**Instructions for the task**
Each line of the data has to be transcribed exactly.

[Entries taken from a collection]
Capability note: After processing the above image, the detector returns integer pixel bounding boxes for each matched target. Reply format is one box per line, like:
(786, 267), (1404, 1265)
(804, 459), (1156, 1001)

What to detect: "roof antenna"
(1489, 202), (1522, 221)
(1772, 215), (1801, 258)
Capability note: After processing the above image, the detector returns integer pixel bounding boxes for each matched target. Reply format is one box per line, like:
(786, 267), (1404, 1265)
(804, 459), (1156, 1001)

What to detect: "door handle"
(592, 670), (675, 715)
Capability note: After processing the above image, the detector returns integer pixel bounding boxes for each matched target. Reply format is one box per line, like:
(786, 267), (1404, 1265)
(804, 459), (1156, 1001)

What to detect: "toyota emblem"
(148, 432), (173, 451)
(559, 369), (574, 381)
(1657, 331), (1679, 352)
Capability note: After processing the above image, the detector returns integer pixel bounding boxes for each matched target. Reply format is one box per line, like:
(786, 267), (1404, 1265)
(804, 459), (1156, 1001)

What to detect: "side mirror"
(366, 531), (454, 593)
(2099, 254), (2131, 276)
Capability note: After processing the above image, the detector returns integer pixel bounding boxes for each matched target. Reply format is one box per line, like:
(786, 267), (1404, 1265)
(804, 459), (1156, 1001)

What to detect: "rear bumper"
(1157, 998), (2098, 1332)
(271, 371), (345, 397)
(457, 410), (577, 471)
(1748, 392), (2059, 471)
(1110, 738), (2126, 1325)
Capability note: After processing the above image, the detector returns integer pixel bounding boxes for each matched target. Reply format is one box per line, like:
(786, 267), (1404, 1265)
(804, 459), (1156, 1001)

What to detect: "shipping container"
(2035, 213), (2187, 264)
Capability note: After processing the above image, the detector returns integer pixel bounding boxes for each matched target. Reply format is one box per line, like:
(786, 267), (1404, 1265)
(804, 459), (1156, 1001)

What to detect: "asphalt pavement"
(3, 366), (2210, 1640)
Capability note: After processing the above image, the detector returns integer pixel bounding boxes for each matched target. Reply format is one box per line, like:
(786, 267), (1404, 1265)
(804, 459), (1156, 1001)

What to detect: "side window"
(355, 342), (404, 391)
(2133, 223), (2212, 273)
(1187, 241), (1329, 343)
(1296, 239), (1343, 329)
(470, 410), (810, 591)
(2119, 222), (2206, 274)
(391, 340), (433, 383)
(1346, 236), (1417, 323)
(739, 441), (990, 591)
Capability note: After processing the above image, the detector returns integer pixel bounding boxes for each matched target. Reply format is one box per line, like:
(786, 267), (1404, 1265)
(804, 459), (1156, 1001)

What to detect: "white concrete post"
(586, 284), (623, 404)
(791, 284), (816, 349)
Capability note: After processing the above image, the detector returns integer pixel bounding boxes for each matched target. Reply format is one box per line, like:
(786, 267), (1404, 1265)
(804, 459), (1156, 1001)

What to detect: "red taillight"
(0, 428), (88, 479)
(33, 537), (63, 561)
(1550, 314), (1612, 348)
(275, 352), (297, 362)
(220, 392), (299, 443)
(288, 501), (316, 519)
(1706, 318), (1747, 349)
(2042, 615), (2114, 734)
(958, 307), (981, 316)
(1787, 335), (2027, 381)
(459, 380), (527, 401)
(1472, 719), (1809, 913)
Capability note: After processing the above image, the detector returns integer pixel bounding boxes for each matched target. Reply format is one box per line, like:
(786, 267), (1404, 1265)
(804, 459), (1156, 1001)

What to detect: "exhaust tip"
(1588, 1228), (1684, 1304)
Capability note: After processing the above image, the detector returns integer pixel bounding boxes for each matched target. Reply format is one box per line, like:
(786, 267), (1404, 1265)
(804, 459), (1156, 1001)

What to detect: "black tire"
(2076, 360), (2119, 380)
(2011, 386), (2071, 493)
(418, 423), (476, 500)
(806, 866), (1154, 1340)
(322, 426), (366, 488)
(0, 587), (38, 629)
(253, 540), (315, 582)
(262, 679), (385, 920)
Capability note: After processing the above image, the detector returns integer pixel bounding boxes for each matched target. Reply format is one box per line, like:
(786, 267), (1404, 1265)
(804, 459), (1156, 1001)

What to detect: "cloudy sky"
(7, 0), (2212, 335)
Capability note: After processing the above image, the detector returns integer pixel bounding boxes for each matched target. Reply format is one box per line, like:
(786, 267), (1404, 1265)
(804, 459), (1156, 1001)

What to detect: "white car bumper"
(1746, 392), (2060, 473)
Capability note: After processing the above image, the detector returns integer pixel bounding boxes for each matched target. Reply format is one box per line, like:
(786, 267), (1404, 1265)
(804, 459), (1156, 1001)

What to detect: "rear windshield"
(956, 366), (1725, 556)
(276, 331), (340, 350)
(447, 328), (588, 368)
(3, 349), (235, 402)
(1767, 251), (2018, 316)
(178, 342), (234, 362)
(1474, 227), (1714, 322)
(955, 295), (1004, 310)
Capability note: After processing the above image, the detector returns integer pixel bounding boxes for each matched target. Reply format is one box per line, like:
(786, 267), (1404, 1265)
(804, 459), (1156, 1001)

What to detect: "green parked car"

**Finished task**
Capability note: After processing the above image, the detector returns integer pixel bounding boxes for each matched target. Reply format is one box per line, like:
(786, 267), (1404, 1265)
(804, 459), (1156, 1001)

What to detect: "roof antenna"
(1489, 202), (1522, 221)
(1772, 215), (1801, 258)
Capability note: After processing the above image, the detector returns integer pixel bounding boxes for each matched target. Reply format is one box per line, like:
(786, 267), (1404, 1265)
(804, 459), (1156, 1001)

What to detect: "door handle"
(592, 670), (675, 715)
Capability note: After processing the above image, the detector returns integer pixel bounding boxes for each matched target. Reply format is one box per line, like:
(786, 267), (1404, 1265)
(804, 459), (1156, 1001)

What to detect: "toyota emblem"
(148, 432), (173, 451)
(559, 369), (574, 381)
(1657, 331), (1679, 352)
Capability note: After processing the above image, the detector returns integer pixel bounding boxes for each matched target. Reply format is one box per line, like:
(786, 267), (1404, 1265)
(804, 459), (1156, 1001)

What to detect: "side mirror"
(366, 531), (454, 593)
(2099, 254), (2131, 276)
Capability note: After processing the above image, the detector returns integer pixel bounding boxes for each matched target. Reply format is one box per line, like:
(786, 267), (1404, 1265)
(804, 459), (1156, 1001)

What to detect: "rear bumper"
(1157, 998), (2098, 1332)
(271, 371), (345, 397)
(457, 410), (577, 471)
(1748, 392), (2059, 471)
(1110, 738), (2126, 1325)
Capability note: After processing the above image, the detector returns integer pixel bounding boxes for each matched target. Reply format is one box per line, like:
(786, 267), (1404, 1265)
(804, 459), (1156, 1001)

What to detect: "shipping container"
(2035, 213), (2187, 264)
Capability note: After processing the above image, the detector returns integer pixel bounding boxes for each matched target. Reply format is one box per line, like:
(786, 267), (1404, 1265)
(804, 459), (1156, 1001)

What to detect: "asphalt pavement"
(3, 366), (2210, 1640)
Capability note: After processing the above image, the detector returns integer pixel bounding boxes for each matched target. Reply format is one box per line, like:
(786, 267), (1404, 1265)
(804, 459), (1156, 1001)

What to detect: "side window"
(355, 342), (404, 391)
(2133, 223), (2212, 273)
(1187, 241), (1329, 343)
(1296, 239), (1343, 329)
(470, 410), (810, 591)
(2119, 222), (2206, 274)
(391, 340), (433, 383)
(1346, 236), (1417, 323)
(739, 441), (990, 591)
Capability note: After processing the above image, the detector returns integer pixel bounding boxes for each matched target. Reply format is one box per line, like:
(786, 267), (1404, 1265)
(804, 459), (1156, 1001)

What to detect: "white concrete post"
(586, 284), (623, 404)
(791, 284), (816, 349)
Capability note: After processing the above image, the detector returns integer pixel bounding boxes for each matched target. Reply format is one box per line, like:
(786, 267), (1404, 1265)
(804, 459), (1156, 1001)

What to detect: "red taillight"
(0, 428), (88, 479)
(33, 537), (63, 561)
(1550, 314), (1612, 348)
(275, 352), (297, 362)
(220, 392), (299, 443)
(288, 501), (316, 519)
(1706, 318), (1747, 349)
(2042, 615), (2114, 734)
(958, 307), (981, 316)
(1787, 335), (2027, 381)
(459, 380), (527, 401)
(1472, 719), (1809, 913)
Capability note: After processing the above image, the detector returns integer pixel bounding boxes for each matched target. Reply format is one box per line, like:
(786, 267), (1404, 1265)
(804, 459), (1156, 1001)

What to detect: "exhaust tip"
(1588, 1228), (1684, 1304)
Capability note: After processing the above image, the detector returns integer pixel bounding boxes for each matched target. Reply format is one box per line, like:
(786, 267), (1404, 1265)
(804, 459), (1156, 1001)

What to detect: "black tire"
(2076, 360), (2119, 380)
(2011, 386), (2071, 493)
(418, 423), (476, 500)
(806, 866), (1154, 1340)
(322, 426), (366, 488)
(0, 587), (38, 629)
(253, 540), (315, 582)
(262, 679), (385, 920)
Capability note: After processing the above image, the detector returns integer pixel bounding boxes for each matched target. Reply format is one box per line, like:
(786, 267), (1404, 1265)
(804, 459), (1156, 1001)

What to detect: "cloudy sky"
(7, 0), (2212, 335)
Capability note: After processing the above image, the detector returns integer pixel bounding boxes for each matched target. Reply format is one box per line, like:
(786, 267), (1404, 1265)
(804, 459), (1156, 1001)

What to detect: "white car bumper"
(1746, 392), (2060, 473)
Capability note: After processing the above image, the detector returns integer pixel bounding boxes for each matched target. Reply format is one box per line, like:
(786, 267), (1404, 1265)
(804, 459), (1156, 1001)

What to detect: "rear windshield"
(956, 366), (1725, 556)
(276, 331), (340, 350)
(447, 328), (588, 368)
(3, 349), (235, 402)
(1767, 251), (2018, 316)
(178, 342), (234, 362)
(1474, 227), (1714, 322)
(955, 295), (1004, 310)
Capability note: After processing the above image, the detector returns integer pixel bounding boxes for each matched target. Reply format is one box per line, like:
(786, 267), (1404, 1265)
(804, 459), (1156, 1001)

What to detect: "green parked car"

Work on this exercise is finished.